_PROBLEM_
Where the string "curb" appears in a line of the data, show that line.

_LISTED ENTRIES_
::::::::::

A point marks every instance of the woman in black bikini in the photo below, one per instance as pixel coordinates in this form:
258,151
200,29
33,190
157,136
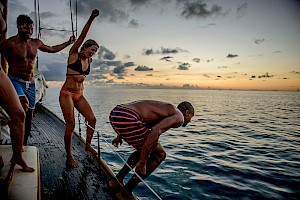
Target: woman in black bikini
71,93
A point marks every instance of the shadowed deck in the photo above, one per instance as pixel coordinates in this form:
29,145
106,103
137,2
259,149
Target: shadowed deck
88,181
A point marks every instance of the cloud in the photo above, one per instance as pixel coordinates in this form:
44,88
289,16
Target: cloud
276,52
184,66
259,41
294,72
197,60
266,75
143,68
210,60
133,24
201,10
208,25
166,58
99,76
241,10
231,55
119,70
129,64
127,57
106,54
111,11
163,50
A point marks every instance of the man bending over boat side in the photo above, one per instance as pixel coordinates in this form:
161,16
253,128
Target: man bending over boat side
140,124
10,102
20,52
71,93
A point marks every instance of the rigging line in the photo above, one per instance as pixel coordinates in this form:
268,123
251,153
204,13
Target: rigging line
35,15
158,197
48,105
39,19
53,29
76,18
71,17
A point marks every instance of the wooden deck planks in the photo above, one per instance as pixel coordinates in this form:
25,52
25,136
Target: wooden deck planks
59,182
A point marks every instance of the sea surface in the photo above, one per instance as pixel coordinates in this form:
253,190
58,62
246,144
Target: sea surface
239,145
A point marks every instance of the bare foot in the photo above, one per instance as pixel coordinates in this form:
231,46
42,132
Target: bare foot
140,168
89,148
123,195
22,163
72,163
1,163
114,186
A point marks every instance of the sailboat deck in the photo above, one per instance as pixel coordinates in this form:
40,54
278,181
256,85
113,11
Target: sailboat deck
58,181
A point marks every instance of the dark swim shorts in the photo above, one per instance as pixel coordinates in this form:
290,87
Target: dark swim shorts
25,88
129,125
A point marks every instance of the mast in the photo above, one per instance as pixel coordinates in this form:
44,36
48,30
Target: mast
4,35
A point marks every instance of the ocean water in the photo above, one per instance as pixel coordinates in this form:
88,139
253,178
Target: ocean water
239,145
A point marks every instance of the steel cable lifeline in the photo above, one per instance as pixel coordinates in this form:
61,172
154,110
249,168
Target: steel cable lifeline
98,133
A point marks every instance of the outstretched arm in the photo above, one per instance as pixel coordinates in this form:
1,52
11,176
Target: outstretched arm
172,121
79,41
53,49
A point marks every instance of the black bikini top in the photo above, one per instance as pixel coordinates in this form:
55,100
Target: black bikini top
77,66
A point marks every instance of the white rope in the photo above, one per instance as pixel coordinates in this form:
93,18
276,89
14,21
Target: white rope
98,132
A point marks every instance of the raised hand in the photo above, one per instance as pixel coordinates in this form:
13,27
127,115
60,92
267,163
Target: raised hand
95,13
117,141
72,39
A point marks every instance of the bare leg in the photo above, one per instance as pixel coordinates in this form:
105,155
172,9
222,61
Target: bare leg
85,109
10,102
132,160
28,123
157,155
67,107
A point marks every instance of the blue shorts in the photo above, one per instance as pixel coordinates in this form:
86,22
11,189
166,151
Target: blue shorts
25,88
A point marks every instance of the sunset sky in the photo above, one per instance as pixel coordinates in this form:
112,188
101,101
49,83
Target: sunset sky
229,44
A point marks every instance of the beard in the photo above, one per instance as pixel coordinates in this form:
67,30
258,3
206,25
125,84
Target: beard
184,124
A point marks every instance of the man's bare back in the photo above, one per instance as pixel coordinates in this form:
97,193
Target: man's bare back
152,111
21,56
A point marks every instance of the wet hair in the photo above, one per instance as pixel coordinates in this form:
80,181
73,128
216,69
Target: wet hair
183,106
88,44
24,19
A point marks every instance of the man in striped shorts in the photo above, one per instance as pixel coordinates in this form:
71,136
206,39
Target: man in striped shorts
140,124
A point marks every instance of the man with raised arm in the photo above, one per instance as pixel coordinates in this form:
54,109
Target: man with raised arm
20,52
140,124
10,102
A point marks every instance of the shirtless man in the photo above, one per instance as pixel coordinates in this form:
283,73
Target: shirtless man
10,102
20,52
140,124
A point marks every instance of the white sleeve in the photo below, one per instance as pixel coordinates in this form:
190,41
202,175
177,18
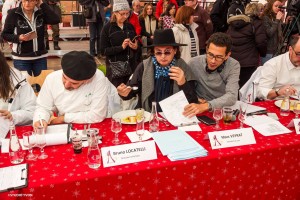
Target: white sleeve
267,80
25,105
44,103
98,106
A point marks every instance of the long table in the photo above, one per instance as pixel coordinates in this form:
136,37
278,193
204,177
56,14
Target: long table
269,169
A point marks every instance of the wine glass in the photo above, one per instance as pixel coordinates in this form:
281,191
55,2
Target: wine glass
29,141
116,127
242,115
297,109
140,128
41,141
217,115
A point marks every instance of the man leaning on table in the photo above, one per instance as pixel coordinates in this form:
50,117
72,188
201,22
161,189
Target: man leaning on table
217,76
281,72
77,93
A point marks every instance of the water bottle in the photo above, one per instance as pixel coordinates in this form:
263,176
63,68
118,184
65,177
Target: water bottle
15,152
93,155
154,122
77,143
285,104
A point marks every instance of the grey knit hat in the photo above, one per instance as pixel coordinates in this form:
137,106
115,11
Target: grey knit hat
120,5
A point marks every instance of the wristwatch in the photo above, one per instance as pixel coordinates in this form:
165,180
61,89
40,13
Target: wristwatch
276,91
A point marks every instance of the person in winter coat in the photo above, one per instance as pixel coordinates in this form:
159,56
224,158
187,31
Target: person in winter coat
162,5
17,98
185,33
116,41
25,28
249,41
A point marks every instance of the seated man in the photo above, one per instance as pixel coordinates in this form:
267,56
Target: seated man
281,73
77,93
217,76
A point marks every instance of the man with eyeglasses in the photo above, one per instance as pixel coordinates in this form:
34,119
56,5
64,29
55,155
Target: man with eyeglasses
281,73
202,19
217,76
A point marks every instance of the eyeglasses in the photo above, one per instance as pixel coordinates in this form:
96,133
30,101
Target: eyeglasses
297,53
212,56
124,14
166,53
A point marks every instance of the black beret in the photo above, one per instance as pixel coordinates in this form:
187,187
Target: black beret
78,65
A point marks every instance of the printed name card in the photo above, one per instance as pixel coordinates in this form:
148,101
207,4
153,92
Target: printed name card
231,138
128,153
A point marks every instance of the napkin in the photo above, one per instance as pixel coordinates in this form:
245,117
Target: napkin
133,137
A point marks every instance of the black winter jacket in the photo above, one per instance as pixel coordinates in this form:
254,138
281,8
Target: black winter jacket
17,24
249,41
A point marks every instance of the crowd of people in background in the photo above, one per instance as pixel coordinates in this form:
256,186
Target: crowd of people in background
208,53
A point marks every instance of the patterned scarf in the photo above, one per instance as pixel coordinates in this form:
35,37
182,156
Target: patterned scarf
162,71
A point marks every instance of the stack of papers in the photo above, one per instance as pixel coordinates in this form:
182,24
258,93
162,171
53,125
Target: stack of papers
250,108
266,125
178,145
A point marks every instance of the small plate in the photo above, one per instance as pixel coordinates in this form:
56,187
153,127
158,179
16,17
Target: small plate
129,113
292,102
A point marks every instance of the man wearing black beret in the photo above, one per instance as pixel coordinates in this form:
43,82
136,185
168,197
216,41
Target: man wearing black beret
77,93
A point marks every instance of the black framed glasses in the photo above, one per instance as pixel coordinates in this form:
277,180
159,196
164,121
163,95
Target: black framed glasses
212,56
166,53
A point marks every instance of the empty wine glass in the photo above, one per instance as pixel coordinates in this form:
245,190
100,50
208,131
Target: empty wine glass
41,141
140,128
242,115
217,115
297,109
29,141
116,127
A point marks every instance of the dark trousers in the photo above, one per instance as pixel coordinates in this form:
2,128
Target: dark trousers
95,29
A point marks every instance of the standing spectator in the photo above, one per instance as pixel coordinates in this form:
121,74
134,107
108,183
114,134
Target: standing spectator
54,5
185,33
218,15
96,24
168,17
272,18
162,5
8,4
116,42
202,19
249,41
17,99
28,51
148,23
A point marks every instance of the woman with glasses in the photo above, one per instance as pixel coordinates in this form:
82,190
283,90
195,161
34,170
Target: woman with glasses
24,28
161,75
167,19
17,99
185,32
272,19
117,42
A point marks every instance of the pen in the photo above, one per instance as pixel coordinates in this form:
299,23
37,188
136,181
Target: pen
41,121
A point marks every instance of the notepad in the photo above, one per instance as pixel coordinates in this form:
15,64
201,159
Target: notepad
178,145
13,177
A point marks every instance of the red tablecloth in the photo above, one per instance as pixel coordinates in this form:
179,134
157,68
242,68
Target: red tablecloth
266,170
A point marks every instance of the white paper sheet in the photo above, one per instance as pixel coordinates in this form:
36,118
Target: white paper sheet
13,177
271,128
4,127
173,108
133,137
250,108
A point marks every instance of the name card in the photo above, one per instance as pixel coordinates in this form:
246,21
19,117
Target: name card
128,153
231,138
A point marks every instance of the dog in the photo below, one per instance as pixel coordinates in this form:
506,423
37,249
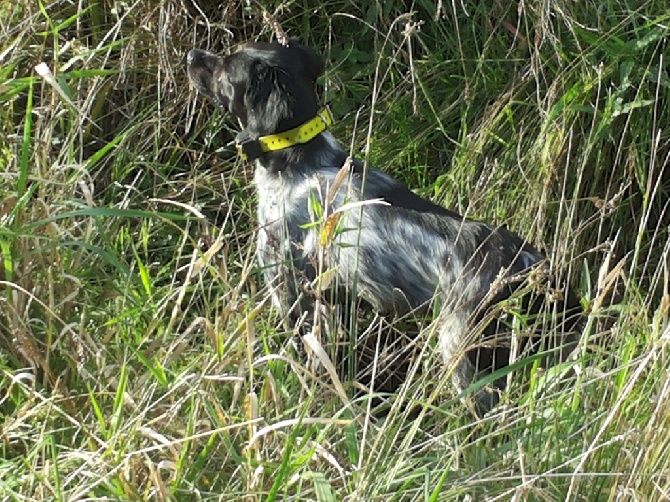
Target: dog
328,225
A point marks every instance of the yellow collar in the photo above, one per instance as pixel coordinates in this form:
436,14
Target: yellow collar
250,149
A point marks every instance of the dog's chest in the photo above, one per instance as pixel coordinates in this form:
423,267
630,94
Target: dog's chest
283,215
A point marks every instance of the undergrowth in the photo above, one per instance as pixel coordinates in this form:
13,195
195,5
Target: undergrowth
140,357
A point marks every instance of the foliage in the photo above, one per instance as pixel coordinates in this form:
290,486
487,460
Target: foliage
140,358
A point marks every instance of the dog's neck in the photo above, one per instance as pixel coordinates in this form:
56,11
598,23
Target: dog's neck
322,151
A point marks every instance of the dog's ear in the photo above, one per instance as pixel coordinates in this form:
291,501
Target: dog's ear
265,98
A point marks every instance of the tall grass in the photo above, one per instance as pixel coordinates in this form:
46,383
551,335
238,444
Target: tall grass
140,358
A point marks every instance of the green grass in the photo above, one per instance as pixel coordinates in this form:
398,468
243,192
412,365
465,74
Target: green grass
139,356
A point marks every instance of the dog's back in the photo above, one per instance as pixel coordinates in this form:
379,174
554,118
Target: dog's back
319,213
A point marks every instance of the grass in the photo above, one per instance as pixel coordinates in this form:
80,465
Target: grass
139,356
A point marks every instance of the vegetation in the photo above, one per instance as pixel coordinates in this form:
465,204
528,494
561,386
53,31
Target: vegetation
139,358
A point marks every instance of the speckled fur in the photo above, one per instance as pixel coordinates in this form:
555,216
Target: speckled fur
397,254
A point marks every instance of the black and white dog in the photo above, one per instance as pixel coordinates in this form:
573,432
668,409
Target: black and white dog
327,220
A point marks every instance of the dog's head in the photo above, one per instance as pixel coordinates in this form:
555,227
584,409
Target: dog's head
267,86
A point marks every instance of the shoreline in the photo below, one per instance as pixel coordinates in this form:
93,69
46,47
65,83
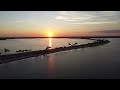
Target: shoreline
82,37
19,56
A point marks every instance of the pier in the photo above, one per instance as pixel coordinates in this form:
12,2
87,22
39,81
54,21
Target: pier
24,55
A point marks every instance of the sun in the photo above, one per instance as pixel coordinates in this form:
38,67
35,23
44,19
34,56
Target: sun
50,34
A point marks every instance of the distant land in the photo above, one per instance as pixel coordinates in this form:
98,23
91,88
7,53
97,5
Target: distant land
81,37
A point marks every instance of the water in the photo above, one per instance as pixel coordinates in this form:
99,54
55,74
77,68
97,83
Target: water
102,62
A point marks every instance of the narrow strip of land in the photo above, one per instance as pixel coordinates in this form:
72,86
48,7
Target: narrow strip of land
19,56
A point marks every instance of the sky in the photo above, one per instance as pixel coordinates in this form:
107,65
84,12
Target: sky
59,23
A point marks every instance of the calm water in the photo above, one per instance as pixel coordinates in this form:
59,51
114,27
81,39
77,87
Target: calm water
90,63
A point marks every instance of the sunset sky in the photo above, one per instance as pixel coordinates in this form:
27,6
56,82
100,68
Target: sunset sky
59,23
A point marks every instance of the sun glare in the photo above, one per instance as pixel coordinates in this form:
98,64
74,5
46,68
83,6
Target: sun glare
50,34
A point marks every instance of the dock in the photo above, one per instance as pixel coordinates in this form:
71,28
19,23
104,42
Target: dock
19,56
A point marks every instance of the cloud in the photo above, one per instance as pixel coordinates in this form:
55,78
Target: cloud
89,17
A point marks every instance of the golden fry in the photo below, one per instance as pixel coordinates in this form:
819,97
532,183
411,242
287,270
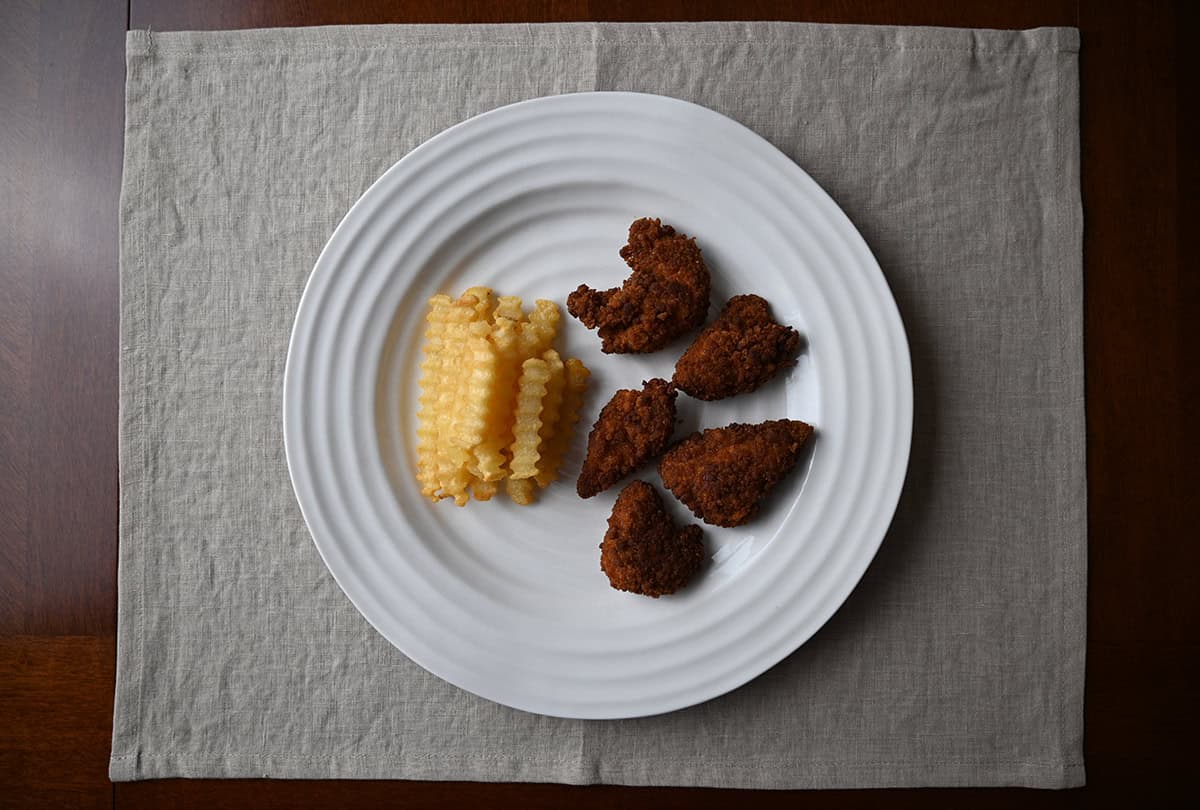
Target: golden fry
520,490
555,448
496,401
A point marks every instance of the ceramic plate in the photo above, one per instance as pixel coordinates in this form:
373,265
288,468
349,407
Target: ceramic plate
533,199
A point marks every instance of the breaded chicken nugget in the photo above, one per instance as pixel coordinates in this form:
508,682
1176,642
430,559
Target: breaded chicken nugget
634,427
666,295
723,474
738,352
643,551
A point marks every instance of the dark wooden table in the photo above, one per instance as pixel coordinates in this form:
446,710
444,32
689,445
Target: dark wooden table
61,81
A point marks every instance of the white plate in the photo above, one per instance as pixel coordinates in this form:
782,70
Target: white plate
533,199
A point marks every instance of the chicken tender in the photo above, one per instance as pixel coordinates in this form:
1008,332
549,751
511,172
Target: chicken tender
738,352
665,297
723,474
643,551
634,427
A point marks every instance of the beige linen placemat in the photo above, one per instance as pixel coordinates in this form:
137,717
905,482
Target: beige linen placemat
959,660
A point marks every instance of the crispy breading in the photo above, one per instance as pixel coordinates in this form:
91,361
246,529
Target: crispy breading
738,352
634,427
723,474
643,551
665,297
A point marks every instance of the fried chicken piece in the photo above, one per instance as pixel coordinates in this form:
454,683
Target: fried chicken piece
738,352
723,474
665,297
634,427
643,551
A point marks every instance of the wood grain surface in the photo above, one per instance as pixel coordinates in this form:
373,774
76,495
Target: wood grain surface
61,83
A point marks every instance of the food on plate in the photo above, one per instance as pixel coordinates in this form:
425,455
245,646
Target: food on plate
634,427
643,551
555,444
665,297
738,352
723,474
497,402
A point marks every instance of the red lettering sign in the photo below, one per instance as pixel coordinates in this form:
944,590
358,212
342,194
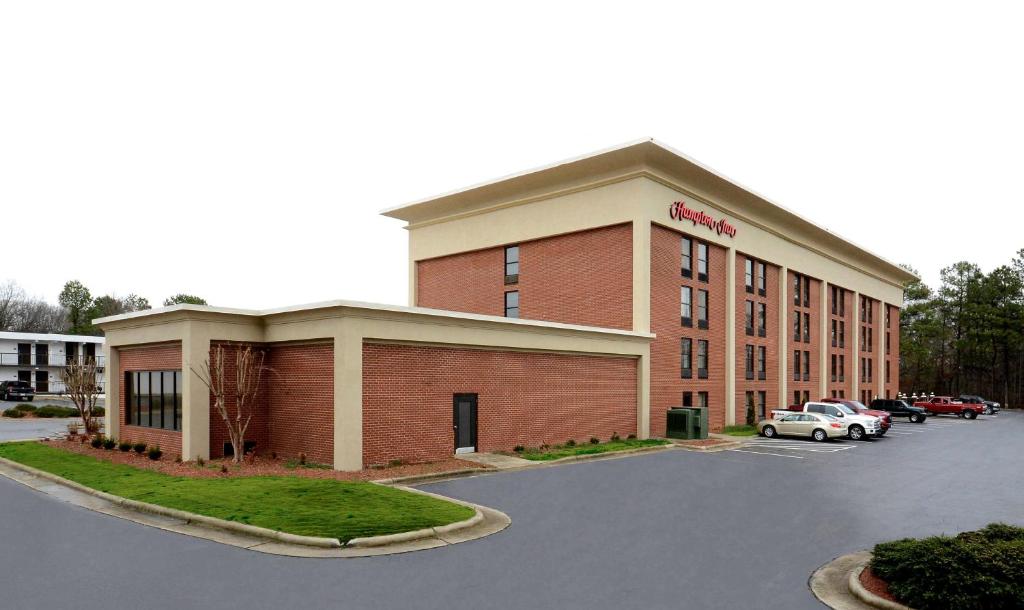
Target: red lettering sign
679,211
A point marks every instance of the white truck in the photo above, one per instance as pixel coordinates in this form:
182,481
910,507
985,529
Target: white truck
859,427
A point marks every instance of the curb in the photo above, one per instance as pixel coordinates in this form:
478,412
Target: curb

::::::::::

_ANSWER_
A point marks every instance of the curb in the photo above, one per instance as pixel coordinates in this form:
Target: curb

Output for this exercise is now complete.